(Point-per-instance localization data)
=== Begin Enclosure ===
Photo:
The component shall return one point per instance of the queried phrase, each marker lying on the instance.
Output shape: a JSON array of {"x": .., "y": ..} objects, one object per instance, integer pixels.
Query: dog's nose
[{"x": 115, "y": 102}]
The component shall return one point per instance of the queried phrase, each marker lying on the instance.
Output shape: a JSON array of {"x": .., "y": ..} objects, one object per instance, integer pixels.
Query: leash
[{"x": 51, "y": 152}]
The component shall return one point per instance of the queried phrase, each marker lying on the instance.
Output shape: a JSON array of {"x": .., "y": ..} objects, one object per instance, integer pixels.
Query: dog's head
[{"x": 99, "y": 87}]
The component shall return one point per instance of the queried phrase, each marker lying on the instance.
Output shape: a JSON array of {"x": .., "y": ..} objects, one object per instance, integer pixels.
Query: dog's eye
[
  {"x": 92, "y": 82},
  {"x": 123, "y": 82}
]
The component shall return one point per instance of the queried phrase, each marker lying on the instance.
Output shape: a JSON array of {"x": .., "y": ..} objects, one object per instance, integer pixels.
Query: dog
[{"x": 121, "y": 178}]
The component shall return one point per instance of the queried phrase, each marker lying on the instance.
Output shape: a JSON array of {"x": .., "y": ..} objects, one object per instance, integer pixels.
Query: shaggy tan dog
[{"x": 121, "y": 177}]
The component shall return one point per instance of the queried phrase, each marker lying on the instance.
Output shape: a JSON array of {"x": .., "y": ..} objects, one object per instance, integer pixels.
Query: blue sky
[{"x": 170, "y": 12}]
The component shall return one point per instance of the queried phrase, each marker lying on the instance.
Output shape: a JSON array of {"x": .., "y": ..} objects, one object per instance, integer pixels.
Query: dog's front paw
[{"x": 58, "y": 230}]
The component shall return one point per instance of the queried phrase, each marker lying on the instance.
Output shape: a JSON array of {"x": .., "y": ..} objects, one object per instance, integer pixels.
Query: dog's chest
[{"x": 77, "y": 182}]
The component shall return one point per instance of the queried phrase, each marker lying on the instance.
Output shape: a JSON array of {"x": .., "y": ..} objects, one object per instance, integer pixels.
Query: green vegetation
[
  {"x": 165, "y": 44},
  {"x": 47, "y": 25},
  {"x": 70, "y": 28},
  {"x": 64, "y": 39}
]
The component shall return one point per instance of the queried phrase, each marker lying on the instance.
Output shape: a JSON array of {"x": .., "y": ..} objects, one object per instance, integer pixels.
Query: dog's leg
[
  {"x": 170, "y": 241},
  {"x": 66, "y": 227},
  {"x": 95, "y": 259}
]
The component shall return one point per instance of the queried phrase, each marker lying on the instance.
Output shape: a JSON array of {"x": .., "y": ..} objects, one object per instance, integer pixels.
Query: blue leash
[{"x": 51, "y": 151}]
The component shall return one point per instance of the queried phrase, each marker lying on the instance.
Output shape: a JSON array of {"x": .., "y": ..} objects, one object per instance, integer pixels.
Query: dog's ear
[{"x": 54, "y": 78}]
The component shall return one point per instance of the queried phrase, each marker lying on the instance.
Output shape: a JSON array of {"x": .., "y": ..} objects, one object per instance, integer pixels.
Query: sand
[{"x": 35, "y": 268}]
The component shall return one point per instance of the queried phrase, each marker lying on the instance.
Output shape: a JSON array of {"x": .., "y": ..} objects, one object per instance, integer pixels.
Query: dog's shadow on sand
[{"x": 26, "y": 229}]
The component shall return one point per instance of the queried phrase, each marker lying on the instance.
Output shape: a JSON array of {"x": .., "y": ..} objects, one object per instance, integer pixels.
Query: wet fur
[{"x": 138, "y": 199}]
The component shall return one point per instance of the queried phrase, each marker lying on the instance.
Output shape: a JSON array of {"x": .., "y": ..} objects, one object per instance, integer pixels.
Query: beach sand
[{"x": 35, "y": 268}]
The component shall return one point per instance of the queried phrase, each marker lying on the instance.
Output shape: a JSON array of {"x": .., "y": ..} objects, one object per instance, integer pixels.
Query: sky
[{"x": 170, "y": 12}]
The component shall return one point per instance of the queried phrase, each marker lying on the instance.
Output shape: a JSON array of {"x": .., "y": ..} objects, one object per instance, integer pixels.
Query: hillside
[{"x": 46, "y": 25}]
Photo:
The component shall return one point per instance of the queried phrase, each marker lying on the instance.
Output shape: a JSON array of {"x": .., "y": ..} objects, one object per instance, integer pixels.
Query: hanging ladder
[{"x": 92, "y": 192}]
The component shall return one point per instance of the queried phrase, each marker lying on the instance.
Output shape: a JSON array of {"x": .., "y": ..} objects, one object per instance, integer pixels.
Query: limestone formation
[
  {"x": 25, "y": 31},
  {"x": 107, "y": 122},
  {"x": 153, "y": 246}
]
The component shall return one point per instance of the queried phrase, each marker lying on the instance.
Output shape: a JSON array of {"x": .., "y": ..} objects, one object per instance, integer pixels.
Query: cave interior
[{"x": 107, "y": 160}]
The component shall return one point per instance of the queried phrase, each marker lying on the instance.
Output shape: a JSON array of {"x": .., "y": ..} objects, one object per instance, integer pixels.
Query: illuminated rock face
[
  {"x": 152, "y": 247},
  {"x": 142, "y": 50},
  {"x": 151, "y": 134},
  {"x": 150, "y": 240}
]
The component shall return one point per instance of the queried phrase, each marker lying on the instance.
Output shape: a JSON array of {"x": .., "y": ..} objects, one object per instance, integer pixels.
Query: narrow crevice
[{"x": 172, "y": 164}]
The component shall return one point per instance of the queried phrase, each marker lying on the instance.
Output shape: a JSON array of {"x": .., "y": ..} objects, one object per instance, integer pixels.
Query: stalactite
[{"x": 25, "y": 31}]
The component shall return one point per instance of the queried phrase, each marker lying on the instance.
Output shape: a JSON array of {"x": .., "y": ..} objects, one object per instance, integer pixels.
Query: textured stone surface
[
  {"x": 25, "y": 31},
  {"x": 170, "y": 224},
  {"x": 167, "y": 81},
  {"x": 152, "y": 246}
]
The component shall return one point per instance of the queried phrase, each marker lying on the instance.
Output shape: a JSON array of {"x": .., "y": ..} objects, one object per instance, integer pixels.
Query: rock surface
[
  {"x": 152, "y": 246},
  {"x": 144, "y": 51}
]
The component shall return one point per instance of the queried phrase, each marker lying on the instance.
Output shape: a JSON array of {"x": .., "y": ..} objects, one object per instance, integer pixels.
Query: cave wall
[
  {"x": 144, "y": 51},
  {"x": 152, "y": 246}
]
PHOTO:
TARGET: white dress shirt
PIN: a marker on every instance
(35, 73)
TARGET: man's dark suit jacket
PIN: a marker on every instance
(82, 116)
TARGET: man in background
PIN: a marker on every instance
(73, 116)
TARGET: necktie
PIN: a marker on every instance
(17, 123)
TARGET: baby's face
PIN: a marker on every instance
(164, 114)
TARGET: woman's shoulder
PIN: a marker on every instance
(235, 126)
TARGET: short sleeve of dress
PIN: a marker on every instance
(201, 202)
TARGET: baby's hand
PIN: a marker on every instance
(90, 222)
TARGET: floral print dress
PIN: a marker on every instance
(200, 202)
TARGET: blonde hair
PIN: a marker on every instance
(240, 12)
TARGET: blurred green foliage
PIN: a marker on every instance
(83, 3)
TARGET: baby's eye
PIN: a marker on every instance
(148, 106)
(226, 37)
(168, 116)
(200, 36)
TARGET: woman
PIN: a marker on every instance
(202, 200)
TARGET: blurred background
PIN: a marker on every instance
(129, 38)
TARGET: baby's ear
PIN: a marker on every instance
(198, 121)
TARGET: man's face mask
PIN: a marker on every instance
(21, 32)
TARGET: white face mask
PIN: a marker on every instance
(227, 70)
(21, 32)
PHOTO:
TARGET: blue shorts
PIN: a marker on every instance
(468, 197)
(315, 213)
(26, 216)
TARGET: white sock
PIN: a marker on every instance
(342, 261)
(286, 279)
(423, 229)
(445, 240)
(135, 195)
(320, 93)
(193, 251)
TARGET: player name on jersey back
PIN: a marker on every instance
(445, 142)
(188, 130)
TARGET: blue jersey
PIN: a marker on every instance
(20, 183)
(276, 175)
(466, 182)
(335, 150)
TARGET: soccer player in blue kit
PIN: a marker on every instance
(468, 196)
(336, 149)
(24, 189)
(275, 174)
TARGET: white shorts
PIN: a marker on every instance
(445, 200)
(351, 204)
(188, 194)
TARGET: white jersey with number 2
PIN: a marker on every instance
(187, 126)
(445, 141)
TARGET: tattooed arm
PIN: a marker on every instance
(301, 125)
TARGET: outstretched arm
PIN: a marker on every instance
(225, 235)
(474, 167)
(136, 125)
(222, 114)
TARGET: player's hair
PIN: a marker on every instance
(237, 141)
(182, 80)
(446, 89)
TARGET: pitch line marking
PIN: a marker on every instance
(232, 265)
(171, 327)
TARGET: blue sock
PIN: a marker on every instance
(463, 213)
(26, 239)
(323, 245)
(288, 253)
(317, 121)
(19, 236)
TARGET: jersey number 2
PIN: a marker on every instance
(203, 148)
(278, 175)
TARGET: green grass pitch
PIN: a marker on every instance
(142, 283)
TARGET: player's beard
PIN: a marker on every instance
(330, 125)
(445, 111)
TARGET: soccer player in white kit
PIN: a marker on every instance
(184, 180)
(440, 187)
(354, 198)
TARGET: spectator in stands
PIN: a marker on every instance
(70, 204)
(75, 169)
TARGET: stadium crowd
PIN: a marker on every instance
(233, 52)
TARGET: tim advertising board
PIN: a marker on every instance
=== End Enclosure ===
Your task
The lines to return are those in the records above that hold the word "shorts".

Task output
TARGET: blue shorts
TARGET: white shorts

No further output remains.